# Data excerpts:
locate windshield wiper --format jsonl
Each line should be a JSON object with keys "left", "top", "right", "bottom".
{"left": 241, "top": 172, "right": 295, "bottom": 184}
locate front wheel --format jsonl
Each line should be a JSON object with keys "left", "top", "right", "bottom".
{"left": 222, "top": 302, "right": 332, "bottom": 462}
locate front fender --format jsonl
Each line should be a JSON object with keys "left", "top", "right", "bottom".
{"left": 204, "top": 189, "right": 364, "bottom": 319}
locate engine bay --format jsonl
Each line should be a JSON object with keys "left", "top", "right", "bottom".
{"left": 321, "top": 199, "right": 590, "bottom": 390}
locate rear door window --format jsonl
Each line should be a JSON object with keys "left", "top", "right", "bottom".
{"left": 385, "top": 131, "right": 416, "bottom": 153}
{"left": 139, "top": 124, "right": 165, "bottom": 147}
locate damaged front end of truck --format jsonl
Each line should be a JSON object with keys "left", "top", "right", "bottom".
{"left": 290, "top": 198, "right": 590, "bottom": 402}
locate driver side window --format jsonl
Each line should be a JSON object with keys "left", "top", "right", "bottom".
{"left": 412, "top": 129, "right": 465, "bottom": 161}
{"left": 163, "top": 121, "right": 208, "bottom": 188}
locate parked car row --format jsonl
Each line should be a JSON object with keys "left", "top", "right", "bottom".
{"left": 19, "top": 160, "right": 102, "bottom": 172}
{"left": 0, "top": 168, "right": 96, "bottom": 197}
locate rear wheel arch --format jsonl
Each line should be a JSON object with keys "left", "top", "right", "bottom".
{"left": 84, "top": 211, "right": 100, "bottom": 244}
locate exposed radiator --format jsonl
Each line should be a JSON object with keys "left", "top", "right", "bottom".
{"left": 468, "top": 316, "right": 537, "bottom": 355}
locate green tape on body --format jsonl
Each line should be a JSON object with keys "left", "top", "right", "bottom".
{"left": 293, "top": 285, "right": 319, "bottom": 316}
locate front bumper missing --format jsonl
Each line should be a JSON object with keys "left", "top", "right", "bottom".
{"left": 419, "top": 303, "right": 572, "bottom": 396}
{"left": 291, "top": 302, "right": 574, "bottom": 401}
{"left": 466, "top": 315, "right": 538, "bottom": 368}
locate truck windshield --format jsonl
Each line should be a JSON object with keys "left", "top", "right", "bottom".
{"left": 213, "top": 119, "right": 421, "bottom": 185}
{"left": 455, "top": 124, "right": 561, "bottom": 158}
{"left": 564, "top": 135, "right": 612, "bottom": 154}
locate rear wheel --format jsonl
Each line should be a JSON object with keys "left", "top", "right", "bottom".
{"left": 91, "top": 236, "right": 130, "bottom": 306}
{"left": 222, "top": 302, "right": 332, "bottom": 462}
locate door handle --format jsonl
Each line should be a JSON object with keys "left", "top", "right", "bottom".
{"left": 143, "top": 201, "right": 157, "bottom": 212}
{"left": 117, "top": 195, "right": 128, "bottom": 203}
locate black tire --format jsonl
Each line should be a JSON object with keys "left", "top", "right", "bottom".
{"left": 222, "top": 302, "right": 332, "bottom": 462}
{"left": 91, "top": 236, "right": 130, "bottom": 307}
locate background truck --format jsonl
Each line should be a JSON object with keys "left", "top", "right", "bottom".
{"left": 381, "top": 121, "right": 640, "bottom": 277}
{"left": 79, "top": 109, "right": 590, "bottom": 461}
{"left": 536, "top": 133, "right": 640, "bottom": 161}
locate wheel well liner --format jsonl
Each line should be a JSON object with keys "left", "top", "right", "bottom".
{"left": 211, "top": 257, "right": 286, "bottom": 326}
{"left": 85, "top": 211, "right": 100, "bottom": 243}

# EXERCISE GOAL:
In the entries above, copy the lines from the one that contains "locate wheel well liner --format jsonl" through the last line, exactly as they appear.

# RESULT FOR THIS TASK:
locate wheel well liner --format jsonl
Each line should be a JSON object with keys "left", "top", "right", "bottom".
{"left": 211, "top": 257, "right": 286, "bottom": 326}
{"left": 85, "top": 211, "right": 100, "bottom": 243}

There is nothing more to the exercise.